From: John Garry @ 2025-03-13 8:24 UTC (permalink / raw)
To: Christoph Hellwig
Cc: Dave Chinner, brauner, djwong, cem, linux-xfs, linux-fsdevel,
linux-kernel, ojaswin, ritesh.list, martin.petersen
On 13/03/2025 08:18, Christoph Hellwig wrote:
> Something like this (untestested):
looks sane, I'll check it further and pick it up.
Thanks
^ permalink raw reply [flat|nested] 63+ messages in thread
* Re: [PATCH RFC v5 10/10] iomap: Rename ATOMIC flags again
2025-03-13 8:18 ` Christoph Hellwig
2025-03-13 8:24 ` John Garry
@ 2025-03-13 8:28 ` Christoph Hellwig
1 sibling, 0 replies; 63+ messages in thread
From: Christoph Hellwig @ 2025-03-13 8:28 UTC (permalink / raw)
To: John Garry
Cc: Christoph Hellwig, Dave Chinner, brauner, djwong, cem, linux-xfs,
linux-fsdevel, linux-kernel, ojaswin, ritesh.list,
martin.petersen
On Thu, Mar 13, 2025 at 01:18:26AM -0700, Christoph Hellwig wrote:
> Something like this (untestested):
In fact this can be further simplified, as the clearing of
IOMAP_DIO_CALLER_COMP has duplicate logic, and only applies to writes.
So something like this would do even better:
diff --git a/fs/iomap/direct-io.c b/fs/iomap/direct-io.c
index 5299f70428ef..e9b03b9dae9e 100644
--- a/fs/iomap/direct-io.c
+++ b/fs/iomap/direct-io.c
@@ -312,27 +312,20 @@ static int iomap_dio_zero(const struct iomap_iter *iter, struct iomap_dio *dio,
}
/*
- * Figure out the bio's operation flags from the dio request, the
- * mapping, and whether or not we want FUA. Note that we can end up
- * clearing the WRITE_THROUGH flag in the dio request.

════════

Tasks.
• A. Answer these questions using the iomap thread:
(i) What does John Garry say he will do with the suggested change?
(ii) Which flag does Christoph Hellwig say has clearing logic that is duplicated?
(iii) Which file does the diff change?
• B. Extend the iomap thread by continuing its diff from the point where it stops.
The items below are separate material and are not part of the iomap thread.

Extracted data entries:
════════

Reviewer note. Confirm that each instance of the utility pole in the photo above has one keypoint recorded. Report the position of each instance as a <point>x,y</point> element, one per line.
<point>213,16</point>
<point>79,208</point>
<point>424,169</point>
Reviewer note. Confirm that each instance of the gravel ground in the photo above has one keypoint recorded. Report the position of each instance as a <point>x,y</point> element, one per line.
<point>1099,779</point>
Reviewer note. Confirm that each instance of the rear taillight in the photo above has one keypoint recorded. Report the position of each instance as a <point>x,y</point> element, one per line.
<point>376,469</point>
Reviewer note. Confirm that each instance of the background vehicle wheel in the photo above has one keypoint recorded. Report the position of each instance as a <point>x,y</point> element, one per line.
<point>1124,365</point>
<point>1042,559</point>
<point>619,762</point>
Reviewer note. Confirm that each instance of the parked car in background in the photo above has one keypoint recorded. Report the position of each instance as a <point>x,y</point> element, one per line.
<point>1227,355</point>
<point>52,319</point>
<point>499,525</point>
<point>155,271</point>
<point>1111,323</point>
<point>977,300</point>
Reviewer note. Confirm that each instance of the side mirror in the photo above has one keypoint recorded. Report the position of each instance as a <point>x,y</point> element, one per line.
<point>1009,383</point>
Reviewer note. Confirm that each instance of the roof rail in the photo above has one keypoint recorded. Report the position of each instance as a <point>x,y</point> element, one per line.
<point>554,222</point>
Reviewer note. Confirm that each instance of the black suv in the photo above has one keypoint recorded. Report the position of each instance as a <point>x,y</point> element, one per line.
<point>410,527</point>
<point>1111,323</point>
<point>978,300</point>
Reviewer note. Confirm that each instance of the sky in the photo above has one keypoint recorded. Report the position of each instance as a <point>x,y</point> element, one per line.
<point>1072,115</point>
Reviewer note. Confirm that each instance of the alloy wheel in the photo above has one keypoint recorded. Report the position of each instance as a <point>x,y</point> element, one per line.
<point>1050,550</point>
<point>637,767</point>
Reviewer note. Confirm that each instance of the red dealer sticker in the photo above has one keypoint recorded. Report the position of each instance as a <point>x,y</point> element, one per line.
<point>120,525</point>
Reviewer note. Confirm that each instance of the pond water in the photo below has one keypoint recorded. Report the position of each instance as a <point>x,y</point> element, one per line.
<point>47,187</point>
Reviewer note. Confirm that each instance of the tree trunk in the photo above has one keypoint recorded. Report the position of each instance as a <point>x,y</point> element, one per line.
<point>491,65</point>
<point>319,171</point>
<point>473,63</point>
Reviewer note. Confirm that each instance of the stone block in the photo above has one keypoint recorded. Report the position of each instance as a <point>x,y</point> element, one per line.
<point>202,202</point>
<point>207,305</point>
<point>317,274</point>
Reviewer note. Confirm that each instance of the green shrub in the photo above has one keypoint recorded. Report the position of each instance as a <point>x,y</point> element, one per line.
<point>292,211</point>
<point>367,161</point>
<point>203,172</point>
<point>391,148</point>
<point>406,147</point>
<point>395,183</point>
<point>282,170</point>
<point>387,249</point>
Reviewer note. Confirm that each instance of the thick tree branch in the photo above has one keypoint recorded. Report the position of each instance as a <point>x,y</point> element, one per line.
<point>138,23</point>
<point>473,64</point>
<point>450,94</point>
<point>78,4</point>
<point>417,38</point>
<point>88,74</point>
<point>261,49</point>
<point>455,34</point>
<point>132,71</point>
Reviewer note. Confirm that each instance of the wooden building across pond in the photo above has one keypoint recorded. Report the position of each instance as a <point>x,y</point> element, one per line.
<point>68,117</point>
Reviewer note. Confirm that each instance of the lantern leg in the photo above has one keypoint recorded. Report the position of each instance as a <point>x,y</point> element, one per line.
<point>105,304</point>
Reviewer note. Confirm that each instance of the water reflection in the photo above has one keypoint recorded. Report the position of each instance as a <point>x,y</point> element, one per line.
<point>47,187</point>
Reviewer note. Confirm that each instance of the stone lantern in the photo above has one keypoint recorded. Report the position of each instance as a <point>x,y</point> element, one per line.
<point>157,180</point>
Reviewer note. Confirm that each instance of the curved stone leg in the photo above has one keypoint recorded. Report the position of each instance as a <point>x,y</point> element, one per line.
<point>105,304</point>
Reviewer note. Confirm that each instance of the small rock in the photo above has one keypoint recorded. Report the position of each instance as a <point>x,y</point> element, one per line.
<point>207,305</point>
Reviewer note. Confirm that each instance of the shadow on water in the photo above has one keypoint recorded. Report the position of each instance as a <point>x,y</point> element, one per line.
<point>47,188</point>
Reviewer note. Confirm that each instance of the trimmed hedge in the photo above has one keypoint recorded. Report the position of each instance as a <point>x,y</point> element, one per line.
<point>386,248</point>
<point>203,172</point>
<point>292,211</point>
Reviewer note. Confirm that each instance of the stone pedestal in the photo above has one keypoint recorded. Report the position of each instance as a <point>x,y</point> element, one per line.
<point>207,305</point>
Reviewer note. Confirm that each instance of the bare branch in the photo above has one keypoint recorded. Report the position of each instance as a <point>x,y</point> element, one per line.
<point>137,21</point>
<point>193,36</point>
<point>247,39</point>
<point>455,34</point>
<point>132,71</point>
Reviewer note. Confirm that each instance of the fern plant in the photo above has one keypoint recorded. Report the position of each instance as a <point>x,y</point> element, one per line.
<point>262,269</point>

════════

In response.
• A.
(i) He says he will check it further and pick it up.
(ii) IOMAP_DIO_CALLER_COMP.
(iii) fs/iomap/direct-io.c.

• B.
+ * Use a FUA write if we need datasync semantics and this is a pure data I/O
+ * that doesn't require any metadata updates (including after I/O completion
+ * such as unwritten extent conversion) and the underlying device either
+ * doesn't have a volatile write cache or supports FUA.
+ * This allows us to avoid cache flushes on I/O completion.
*/
-static inline blk_opf_t iomap_dio_bio_opflags(struct iomap_dio *dio,
- const struct iomap *iomap, bool use_fua, bool atomic_hw)
+static inline bool iomap_dio_can_use_fua(const struct iomap *iomap,
+ struct iomap_dio *dio)
{
- blk_opf_t opflags = REQ_SYNC | REQ_IDLE;
-
- if (!(dio->flags & IOMAP_DIO_WRITE))
- return REQ_OP_READ;
-
- opflags |= REQ_OP_WRITE;
- if (use_fua)
- opflags |= REQ_FUA;
- else
- dio->flags &= ~IOMAP_DIO_WRITE_THROUGH;
- if (atomic_hw)
- opflags |= REQ_ATOMIC;
-
- return opflags;
+ if (iomap->flags & (IOMAP_F_SHARED | IOMAP_F_DIRTY))
+ return false;
+ if (!(dio->flags & IOMAP_DIO_WRITE_THROUGH))
+ return false;
+ return !bdev_write_cache(iomap->bdev) || bdev_fua(iomap->bdev);
}
static int iomap_dio_bio_iter(struct iomap_iter *iter, struct iomap_dio *dio)
@@ -340,52 +333,59 @@ static int iomap_dio_bio_iter(struct iomap_iter *iter, struct iomap_dio *dio)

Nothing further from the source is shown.